Stored dataset items
□ □ □ □

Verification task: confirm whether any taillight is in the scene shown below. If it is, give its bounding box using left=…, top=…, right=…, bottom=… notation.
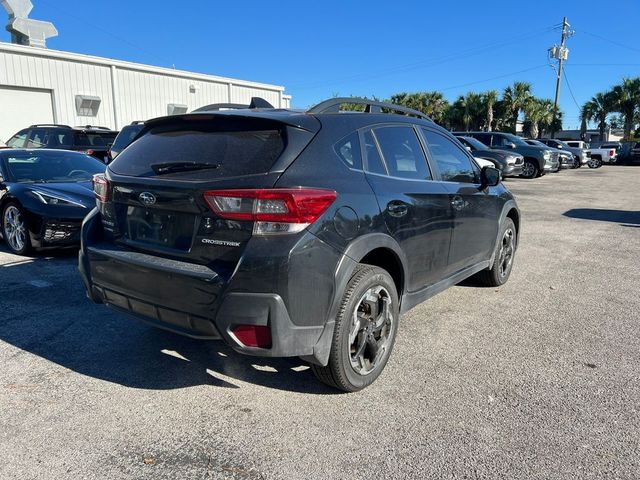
left=231, top=325, right=271, bottom=348
left=93, top=173, right=111, bottom=203
left=204, top=188, right=337, bottom=235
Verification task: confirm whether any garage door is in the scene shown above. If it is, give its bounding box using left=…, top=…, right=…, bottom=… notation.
left=0, top=86, right=53, bottom=142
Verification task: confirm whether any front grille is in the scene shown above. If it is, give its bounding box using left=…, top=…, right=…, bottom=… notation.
left=42, top=221, right=80, bottom=243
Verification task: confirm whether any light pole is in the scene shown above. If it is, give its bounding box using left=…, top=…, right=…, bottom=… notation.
left=549, top=17, right=575, bottom=138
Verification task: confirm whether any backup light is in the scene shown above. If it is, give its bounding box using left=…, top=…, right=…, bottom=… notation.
left=204, top=188, right=337, bottom=235
left=231, top=325, right=271, bottom=348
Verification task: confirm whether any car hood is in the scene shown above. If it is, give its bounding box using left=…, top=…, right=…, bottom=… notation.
left=29, top=182, right=96, bottom=208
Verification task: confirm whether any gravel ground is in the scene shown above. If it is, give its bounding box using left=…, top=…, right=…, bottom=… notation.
left=0, top=166, right=640, bottom=479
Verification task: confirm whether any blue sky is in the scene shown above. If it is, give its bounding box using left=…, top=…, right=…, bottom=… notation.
left=0, top=0, right=640, bottom=128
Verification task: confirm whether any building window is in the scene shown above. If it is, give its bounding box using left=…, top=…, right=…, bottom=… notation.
left=167, top=103, right=187, bottom=115
left=76, top=95, right=102, bottom=117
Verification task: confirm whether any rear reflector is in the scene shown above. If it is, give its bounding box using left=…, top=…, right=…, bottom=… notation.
left=232, top=325, right=271, bottom=348
left=204, top=188, right=337, bottom=234
left=93, top=173, right=111, bottom=203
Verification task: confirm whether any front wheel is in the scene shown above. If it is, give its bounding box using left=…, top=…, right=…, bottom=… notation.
left=476, top=217, right=518, bottom=287
left=587, top=158, right=602, bottom=168
left=2, top=202, right=31, bottom=255
left=311, top=264, right=399, bottom=392
left=520, top=159, right=540, bottom=178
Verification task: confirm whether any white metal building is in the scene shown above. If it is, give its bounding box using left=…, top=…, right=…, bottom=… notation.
left=0, top=42, right=291, bottom=141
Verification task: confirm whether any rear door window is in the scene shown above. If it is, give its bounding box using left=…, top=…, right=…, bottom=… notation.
left=7, top=130, right=29, bottom=148
left=109, top=118, right=286, bottom=180
left=373, top=126, right=431, bottom=180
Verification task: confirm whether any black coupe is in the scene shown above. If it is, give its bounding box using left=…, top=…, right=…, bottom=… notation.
left=0, top=149, right=105, bottom=255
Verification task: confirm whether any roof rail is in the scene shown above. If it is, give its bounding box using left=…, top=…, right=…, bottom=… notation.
left=191, top=97, right=275, bottom=113
left=76, top=125, right=111, bottom=131
left=307, top=97, right=433, bottom=121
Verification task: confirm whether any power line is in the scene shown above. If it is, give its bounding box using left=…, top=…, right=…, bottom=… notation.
left=580, top=30, right=640, bottom=52
left=289, top=27, right=553, bottom=90
left=562, top=68, right=580, bottom=109
left=439, top=63, right=549, bottom=91
left=40, top=0, right=173, bottom=65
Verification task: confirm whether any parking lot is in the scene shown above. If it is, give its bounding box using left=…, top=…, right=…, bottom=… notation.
left=0, top=166, right=640, bottom=479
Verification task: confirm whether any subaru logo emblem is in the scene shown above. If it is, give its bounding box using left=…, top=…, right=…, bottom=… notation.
left=138, top=192, right=156, bottom=205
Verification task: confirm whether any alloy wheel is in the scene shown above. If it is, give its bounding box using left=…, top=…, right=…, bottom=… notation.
left=498, top=228, right=515, bottom=278
left=4, top=205, right=27, bottom=251
left=349, top=286, right=395, bottom=375
left=522, top=162, right=535, bottom=178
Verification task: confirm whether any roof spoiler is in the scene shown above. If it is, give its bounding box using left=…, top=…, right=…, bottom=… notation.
left=191, top=97, right=275, bottom=113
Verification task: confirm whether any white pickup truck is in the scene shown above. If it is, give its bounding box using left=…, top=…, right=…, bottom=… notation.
left=565, top=140, right=618, bottom=168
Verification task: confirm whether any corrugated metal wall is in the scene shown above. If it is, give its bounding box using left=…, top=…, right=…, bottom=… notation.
left=0, top=43, right=291, bottom=137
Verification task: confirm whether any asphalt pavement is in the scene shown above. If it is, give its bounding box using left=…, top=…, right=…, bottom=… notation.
left=0, top=166, right=640, bottom=479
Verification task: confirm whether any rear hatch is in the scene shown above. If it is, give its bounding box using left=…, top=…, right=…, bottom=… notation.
left=101, top=114, right=319, bottom=277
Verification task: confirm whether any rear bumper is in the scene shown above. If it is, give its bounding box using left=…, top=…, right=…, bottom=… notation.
left=78, top=210, right=339, bottom=357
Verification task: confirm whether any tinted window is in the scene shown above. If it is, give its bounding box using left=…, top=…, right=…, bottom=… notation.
left=7, top=130, right=29, bottom=148
left=111, top=123, right=144, bottom=152
left=0, top=150, right=105, bottom=183
left=422, top=129, right=477, bottom=183
left=109, top=119, right=285, bottom=180
left=335, top=132, right=362, bottom=168
left=27, top=128, right=47, bottom=148
left=373, top=126, right=431, bottom=180
left=73, top=132, right=116, bottom=149
left=473, top=133, right=491, bottom=145
left=364, top=130, right=387, bottom=175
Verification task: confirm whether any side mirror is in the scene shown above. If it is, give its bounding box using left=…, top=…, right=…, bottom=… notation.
left=480, top=167, right=502, bottom=189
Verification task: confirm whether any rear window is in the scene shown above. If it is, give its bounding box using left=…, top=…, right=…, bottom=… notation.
left=73, top=132, right=116, bottom=149
left=111, top=123, right=144, bottom=152
left=109, top=119, right=285, bottom=180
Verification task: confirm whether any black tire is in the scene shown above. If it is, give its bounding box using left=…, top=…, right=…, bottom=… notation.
left=476, top=217, right=518, bottom=287
left=520, top=158, right=540, bottom=178
left=0, top=201, right=31, bottom=255
left=311, top=264, right=400, bottom=392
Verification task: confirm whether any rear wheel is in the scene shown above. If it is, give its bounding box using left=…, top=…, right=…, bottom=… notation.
left=2, top=202, right=31, bottom=255
left=311, top=264, right=399, bottom=392
left=520, top=159, right=540, bottom=178
left=476, top=217, right=518, bottom=287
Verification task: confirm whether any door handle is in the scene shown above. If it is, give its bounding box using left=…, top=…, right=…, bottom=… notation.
left=451, top=195, right=467, bottom=210
left=387, top=202, right=409, bottom=217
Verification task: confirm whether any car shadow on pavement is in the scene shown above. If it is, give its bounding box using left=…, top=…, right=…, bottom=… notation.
left=564, top=208, right=640, bottom=227
left=0, top=248, right=338, bottom=394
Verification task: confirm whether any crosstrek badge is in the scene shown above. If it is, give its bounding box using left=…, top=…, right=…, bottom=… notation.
left=202, top=238, right=240, bottom=247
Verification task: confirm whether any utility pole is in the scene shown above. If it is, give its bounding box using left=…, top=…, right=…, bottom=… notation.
left=549, top=17, right=575, bottom=138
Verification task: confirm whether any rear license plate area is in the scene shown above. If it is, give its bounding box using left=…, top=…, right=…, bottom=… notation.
left=126, top=206, right=195, bottom=251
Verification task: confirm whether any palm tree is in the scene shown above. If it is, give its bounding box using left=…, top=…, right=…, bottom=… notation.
left=390, top=92, right=449, bottom=123
left=580, top=92, right=616, bottom=140
left=502, top=82, right=531, bottom=133
left=611, top=77, right=640, bottom=140
left=483, top=90, right=498, bottom=132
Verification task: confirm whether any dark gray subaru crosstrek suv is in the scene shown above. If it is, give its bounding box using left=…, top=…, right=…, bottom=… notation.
left=79, top=98, right=520, bottom=391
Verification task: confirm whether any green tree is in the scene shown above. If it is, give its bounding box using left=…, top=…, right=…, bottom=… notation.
left=502, top=82, right=531, bottom=133
left=389, top=91, right=449, bottom=124
left=524, top=97, right=553, bottom=138
left=611, top=77, right=640, bottom=140
left=580, top=92, right=616, bottom=140
left=482, top=90, right=498, bottom=132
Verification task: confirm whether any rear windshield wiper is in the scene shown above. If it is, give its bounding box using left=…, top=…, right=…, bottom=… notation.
left=151, top=162, right=220, bottom=175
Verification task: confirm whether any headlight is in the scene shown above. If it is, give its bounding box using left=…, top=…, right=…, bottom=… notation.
left=30, top=190, right=87, bottom=208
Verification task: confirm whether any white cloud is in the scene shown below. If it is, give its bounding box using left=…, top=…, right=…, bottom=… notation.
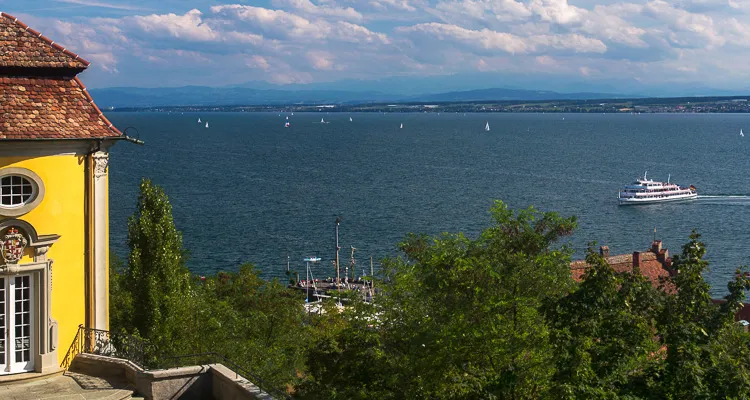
left=55, top=0, right=142, bottom=11
left=246, top=55, right=271, bottom=71
left=399, top=22, right=607, bottom=54
left=306, top=51, right=334, bottom=71
left=132, top=9, right=218, bottom=41
left=211, top=4, right=388, bottom=43
left=14, top=0, right=750, bottom=92
left=273, top=0, right=362, bottom=21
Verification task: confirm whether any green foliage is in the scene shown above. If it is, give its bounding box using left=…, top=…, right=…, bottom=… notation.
left=549, top=248, right=663, bottom=399
left=111, top=179, right=192, bottom=354
left=661, top=231, right=750, bottom=399
left=304, top=202, right=575, bottom=399
left=110, top=180, right=317, bottom=387
left=110, top=192, right=750, bottom=399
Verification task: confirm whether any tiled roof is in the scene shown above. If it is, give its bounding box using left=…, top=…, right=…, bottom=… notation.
left=0, top=13, right=89, bottom=70
left=0, top=77, right=122, bottom=140
left=570, top=247, right=673, bottom=292
left=0, top=13, right=122, bottom=140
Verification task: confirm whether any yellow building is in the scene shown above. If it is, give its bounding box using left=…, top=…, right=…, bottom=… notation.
left=0, top=13, right=124, bottom=375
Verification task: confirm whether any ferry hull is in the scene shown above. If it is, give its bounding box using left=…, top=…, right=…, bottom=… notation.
left=619, top=193, right=698, bottom=206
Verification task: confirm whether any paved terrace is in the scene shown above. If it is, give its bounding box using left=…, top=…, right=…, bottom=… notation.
left=0, top=372, right=142, bottom=400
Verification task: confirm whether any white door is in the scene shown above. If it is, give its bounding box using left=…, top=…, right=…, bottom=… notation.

□ □ □ □

> The task: Rewrite everything from the line containing "Verification task: confirm whether any white metal" down to the line containing "left=138, top=192, right=156, bottom=205", putting "black sedan" in place of "black coupe" and keeping all else the same.

> Written solution:
Verification task: confirm whether any white metal building is in the scene shown above. If it is, give its bounding box using left=…, top=…, right=…, bottom=… notation.
left=0, top=42, right=291, bottom=141
Verification task: confirm whether any rear door window is in the scene shown above. If it is, give its bounding box using left=…, top=…, right=…, bottom=… notation.
left=7, top=130, right=29, bottom=148
left=109, top=118, right=286, bottom=180
left=373, top=126, right=431, bottom=180
Verification task: confirm whether any black sedan is in the scene shown above. If it is, give its bounding box using left=…, top=…, right=…, bottom=… notation.
left=0, top=149, right=105, bottom=255
Verification task: confirm whether any roof rail is in the scene shown above. If it is, give its bounding box using left=…, top=…, right=…, bottom=… notation.
left=191, top=97, right=275, bottom=113
left=76, top=125, right=111, bottom=131
left=307, top=97, right=433, bottom=121
Verification task: confirm whether any power line is in the scene shown above. If it is, give its bounding box using left=…, top=…, right=…, bottom=… notation.
left=580, top=30, right=640, bottom=52
left=289, top=27, right=553, bottom=90
left=562, top=68, right=580, bottom=109
left=439, top=63, right=549, bottom=91
left=40, top=0, right=173, bottom=65
Verification task: confirm whether any parking lot is in the scene shown above. If it is, give its bounding box using left=…, top=…, right=…, bottom=… notation.
left=0, top=166, right=640, bottom=479
Verification task: confirm whether any subaru logo emblem is in the scene shown above. If it is, give its bounding box using left=…, top=…, right=…, bottom=… notation.
left=138, top=192, right=156, bottom=205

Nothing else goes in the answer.